### SOURCE DOCUMENT:
──────
Showing posts with label resurrection. Show all posts
Showing posts with label resurrection. Show all posts

Wednesday, January 29, 2014

Les Revenants and the Christian Imagination

by Charity Erickson 

The French show Les Revenants (translated as “The Returned”) appeared on the Sundance Channel at the end of 2013 to much acclaim. It was billed as a more distinguished kind of zombie show, The Walking Dead for the discerning television viewer. Though, as many critics have since pointed out, this is a mischaracterization. A revenant is something wholly different from a zombie. A revenant is a reanimated corpse; one who retains the appearance, memory, and mind of a fully-human being who once was dead, and now is not. Revenant—it’s a beautiful word. (Just say it aloud: “revenant.” There is almost a sacred sound to it, don’t you think? Now say “zombie.” Doesn’t it sound terribly un-Christian?)
──────
### DATA LINES:
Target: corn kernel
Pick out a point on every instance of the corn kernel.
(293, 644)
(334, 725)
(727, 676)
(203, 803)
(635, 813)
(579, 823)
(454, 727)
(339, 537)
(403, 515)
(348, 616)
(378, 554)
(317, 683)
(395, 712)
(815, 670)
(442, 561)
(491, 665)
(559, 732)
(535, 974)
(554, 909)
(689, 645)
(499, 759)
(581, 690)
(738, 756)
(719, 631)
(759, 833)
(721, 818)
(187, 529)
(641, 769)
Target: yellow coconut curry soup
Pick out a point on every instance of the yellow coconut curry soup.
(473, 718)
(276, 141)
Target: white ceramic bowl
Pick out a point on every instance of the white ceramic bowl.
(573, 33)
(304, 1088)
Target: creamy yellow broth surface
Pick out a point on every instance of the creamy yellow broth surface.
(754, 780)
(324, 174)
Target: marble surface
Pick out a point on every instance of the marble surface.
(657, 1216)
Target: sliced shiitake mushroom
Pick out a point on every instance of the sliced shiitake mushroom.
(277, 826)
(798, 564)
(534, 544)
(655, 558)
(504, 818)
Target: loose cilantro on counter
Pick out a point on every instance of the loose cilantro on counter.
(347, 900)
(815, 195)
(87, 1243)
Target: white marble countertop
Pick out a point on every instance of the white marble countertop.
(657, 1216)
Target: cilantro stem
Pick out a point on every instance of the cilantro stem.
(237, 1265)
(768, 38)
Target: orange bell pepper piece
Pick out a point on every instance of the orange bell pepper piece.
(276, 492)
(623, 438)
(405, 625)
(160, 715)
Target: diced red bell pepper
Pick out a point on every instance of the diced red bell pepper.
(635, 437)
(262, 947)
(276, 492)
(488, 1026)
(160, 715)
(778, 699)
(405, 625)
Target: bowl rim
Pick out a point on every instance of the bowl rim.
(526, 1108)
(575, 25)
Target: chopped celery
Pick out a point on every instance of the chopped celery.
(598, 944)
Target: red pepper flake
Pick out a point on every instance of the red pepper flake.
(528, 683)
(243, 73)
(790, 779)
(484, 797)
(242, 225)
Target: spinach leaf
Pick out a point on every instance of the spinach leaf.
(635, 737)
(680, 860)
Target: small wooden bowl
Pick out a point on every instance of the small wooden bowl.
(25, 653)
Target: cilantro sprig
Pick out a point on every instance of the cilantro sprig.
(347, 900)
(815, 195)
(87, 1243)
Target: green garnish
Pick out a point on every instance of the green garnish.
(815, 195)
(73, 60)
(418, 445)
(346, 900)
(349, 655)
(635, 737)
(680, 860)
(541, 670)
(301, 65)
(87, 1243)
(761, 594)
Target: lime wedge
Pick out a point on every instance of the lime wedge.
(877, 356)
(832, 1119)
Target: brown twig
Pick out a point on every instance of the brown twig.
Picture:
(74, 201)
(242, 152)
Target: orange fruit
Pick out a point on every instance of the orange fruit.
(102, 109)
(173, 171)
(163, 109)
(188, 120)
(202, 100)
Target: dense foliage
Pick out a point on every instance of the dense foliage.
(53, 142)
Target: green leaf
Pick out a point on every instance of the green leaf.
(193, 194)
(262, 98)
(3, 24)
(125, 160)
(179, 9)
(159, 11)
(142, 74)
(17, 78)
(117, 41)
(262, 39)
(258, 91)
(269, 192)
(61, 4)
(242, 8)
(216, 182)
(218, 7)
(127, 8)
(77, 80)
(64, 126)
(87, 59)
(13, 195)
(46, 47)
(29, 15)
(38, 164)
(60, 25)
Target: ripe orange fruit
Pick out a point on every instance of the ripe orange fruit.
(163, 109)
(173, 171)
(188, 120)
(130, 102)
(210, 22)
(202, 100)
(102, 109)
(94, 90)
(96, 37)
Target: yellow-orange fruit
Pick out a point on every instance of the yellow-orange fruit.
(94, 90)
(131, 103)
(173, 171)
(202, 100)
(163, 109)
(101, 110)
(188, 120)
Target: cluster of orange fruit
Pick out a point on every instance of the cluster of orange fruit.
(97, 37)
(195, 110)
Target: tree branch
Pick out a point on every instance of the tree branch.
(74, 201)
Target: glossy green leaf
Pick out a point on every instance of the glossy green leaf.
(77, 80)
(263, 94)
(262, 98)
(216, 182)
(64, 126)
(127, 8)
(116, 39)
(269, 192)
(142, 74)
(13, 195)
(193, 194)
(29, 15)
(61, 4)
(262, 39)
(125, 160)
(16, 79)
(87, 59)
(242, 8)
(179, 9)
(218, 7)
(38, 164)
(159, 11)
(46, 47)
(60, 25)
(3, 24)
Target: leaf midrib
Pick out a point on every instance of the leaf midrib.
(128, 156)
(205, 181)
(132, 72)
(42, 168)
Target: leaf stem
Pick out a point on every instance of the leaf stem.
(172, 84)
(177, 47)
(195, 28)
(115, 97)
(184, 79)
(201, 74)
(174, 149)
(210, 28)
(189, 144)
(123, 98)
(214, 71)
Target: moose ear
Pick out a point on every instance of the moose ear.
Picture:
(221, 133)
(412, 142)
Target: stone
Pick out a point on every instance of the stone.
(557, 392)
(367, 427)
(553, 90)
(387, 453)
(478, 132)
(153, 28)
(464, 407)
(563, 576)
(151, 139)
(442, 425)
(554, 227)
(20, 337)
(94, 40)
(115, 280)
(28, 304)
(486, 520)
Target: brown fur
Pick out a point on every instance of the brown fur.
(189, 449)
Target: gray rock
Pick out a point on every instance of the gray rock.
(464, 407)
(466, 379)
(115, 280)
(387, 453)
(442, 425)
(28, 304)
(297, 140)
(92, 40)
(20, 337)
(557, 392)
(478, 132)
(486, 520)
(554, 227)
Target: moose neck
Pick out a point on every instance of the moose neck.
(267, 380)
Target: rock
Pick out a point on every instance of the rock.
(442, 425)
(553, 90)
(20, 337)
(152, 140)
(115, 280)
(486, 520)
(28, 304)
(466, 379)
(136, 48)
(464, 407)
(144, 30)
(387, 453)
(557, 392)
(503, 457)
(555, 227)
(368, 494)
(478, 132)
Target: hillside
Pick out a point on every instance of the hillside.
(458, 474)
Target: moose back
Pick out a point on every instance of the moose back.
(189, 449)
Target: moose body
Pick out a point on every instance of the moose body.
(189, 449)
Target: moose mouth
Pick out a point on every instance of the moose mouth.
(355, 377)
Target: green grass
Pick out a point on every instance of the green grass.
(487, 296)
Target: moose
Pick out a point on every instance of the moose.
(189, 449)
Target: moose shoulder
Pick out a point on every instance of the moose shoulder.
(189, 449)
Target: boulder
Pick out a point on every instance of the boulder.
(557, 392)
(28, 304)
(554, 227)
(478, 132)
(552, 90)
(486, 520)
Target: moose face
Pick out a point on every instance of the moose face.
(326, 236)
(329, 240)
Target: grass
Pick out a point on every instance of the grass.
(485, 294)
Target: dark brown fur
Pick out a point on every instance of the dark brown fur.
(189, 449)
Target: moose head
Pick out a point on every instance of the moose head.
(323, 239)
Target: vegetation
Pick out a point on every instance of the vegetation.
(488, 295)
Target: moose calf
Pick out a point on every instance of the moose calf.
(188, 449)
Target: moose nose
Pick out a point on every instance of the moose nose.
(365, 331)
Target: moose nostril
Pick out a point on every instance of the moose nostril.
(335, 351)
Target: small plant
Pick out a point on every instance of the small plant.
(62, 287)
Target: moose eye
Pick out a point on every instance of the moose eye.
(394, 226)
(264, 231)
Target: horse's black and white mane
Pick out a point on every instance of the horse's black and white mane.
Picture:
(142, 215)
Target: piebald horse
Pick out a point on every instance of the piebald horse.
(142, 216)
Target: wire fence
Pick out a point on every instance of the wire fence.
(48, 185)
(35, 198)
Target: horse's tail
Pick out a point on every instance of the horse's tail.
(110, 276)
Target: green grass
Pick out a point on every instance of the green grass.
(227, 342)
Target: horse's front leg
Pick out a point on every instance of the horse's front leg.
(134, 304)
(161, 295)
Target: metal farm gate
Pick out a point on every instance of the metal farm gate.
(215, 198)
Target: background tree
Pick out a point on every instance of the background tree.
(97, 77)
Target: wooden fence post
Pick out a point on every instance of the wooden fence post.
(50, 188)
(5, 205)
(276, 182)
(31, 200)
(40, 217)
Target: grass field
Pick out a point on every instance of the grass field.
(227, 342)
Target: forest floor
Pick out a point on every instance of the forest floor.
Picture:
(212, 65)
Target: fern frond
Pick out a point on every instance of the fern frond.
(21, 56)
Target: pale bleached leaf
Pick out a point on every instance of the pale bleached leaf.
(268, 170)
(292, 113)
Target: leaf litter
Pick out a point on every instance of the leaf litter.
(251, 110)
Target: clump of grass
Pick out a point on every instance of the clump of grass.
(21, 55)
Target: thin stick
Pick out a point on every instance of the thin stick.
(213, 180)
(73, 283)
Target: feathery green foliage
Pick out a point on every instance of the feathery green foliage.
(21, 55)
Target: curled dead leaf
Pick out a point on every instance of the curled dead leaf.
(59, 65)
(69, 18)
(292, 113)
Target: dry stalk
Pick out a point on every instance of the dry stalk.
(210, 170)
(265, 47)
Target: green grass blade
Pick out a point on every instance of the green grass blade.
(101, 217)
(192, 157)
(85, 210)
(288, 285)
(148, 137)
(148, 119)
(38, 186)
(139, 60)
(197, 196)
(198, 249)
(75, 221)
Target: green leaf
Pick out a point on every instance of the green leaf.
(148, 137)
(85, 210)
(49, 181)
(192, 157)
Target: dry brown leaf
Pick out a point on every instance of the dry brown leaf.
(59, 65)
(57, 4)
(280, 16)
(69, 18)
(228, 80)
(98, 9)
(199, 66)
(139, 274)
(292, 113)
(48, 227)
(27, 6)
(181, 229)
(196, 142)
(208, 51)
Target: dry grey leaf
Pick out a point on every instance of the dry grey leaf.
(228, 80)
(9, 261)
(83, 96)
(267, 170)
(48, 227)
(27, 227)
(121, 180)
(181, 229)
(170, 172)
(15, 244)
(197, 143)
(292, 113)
──────
### REQUIRED TASK A:
According to the post on Les Revenants, on which channel did the show appear at the end of 2013?
### REQUIRED TASK B:
Reproduce everything from "Les Revenants and" down to "sound terribly un-Christian?)" in the post on Les Revenants.

### EXERCISE SOLUTION A:
The Sundance Channel

### EXERCISE SOLUTION B:
Les Revenants and the Christian Imagination

by Charity Erickson 

The French show Les Revenants (translated as “The Returned”) appeared on the Sundance Channel at the end of 2013 to much acclaim. It was billed as a more distinguished kind of zombie show, The Walking Dead for the discerning television viewer. Though, as many critics have since pointed out, this is a mischaracterization. A revenant is something wholly different from a zombie. A revenant is a reanimated corpse; one who retains the appearance, memory, and mind of a fully-human being who once was dead, and now is not. Revenant—it’s a beautiful word. (Just say it aloud: “revenant.” There is almost a sacred sound to it, don’t you think? Now say “zombie.” Doesn’t it sound terribly un-Christian?)